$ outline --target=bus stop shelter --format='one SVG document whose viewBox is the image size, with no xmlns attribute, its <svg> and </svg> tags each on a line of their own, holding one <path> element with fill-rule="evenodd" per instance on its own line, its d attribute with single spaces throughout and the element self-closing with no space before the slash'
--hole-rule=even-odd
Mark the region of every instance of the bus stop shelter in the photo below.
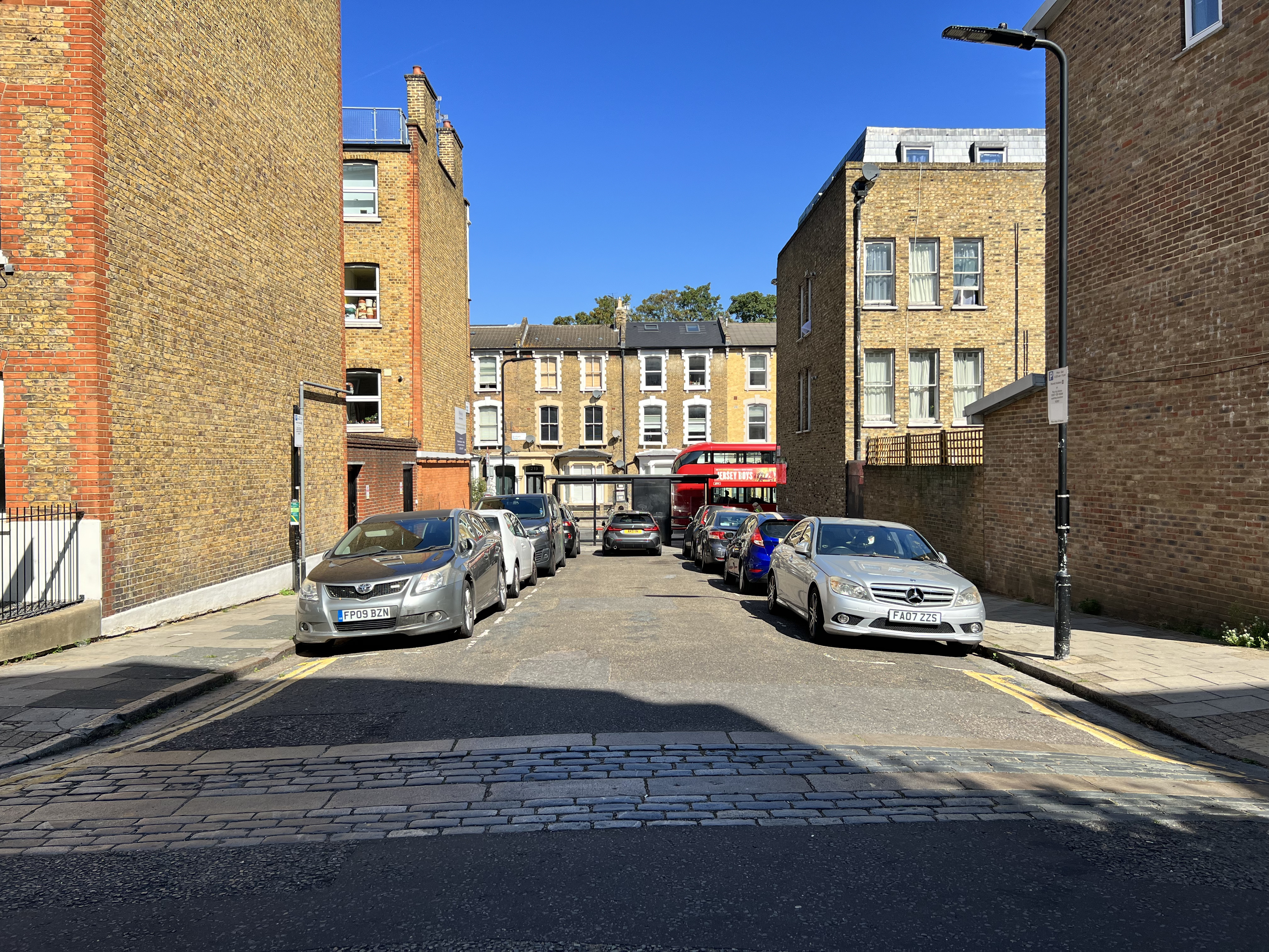
<svg viewBox="0 0 1269 952">
<path fill-rule="evenodd" d="M 590 486 L 594 500 L 599 499 L 599 487 L 607 485 L 629 486 L 629 508 L 634 512 L 652 513 L 656 524 L 661 528 L 661 543 L 669 545 L 673 526 L 670 515 L 674 510 L 674 485 L 679 482 L 704 484 L 708 489 L 709 481 L 714 477 L 708 473 L 693 473 L 684 476 L 647 476 L 643 473 L 593 473 L 588 476 L 547 476 L 547 482 L 555 482 L 555 496 L 560 498 L 560 486 Z M 590 517 L 591 545 L 599 545 L 599 505 L 594 506 Z"/>
</svg>

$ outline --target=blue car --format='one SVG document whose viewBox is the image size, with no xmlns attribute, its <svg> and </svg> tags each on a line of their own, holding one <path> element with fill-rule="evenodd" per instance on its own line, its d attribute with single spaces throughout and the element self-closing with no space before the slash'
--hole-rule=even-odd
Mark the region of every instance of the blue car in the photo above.
<svg viewBox="0 0 1269 952">
<path fill-rule="evenodd" d="M 772 552 L 789 534 L 789 529 L 805 518 L 797 513 L 754 513 L 745 519 L 727 546 L 722 564 L 723 580 L 731 581 L 736 576 L 736 588 L 741 593 L 765 585 Z"/>
</svg>

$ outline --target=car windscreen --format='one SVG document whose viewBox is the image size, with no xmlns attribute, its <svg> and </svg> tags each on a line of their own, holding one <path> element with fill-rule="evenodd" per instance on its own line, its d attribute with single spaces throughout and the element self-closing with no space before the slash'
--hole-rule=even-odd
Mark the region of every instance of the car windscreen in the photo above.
##########
**WORK TO DO**
Copy the records again, requests included, from the line that contains "outline --target=blue car" through the end of the records, inclusive. Offset every number in the answers, both viewBox sizes and path coordinates, by 87.

**OUTPUT FOR THIS EXERCISE**
$ outline --target=blue car --format='one SVG document whose viewBox is the image size, with no xmlns attribute, its <svg> and </svg> tags each on a line of their own, holding one <path> element with fill-rule="evenodd" per instance on its own line, its d attribute with single spaces throughout and the element self-closing with no space before the slash'
--hole-rule=even-odd
Mark the region of every instance of the blue car in the photo above.
<svg viewBox="87 87 1356 1039">
<path fill-rule="evenodd" d="M 859 639 L 876 621 L 876 616 L 892 605 L 884 600 L 841 600 L 832 606 L 814 633 L 809 651 L 810 667 L 818 668 L 823 663 L 823 675 L 828 680 L 852 672 Z"/>
</svg>

$ outline --target=car windscreen --format='one SVG document whose viewBox is the image size, with no xmlns attribute, its <svg> and </svg> tags each on a line of their own, holding one <path> element with fill-rule="evenodd" per instance on its own line, its d attribute with single spaces throughout and the element self-closing with no space before the slash'
--hole-rule=even-odd
Mark the region of every instance of the car windscreen in the photo above.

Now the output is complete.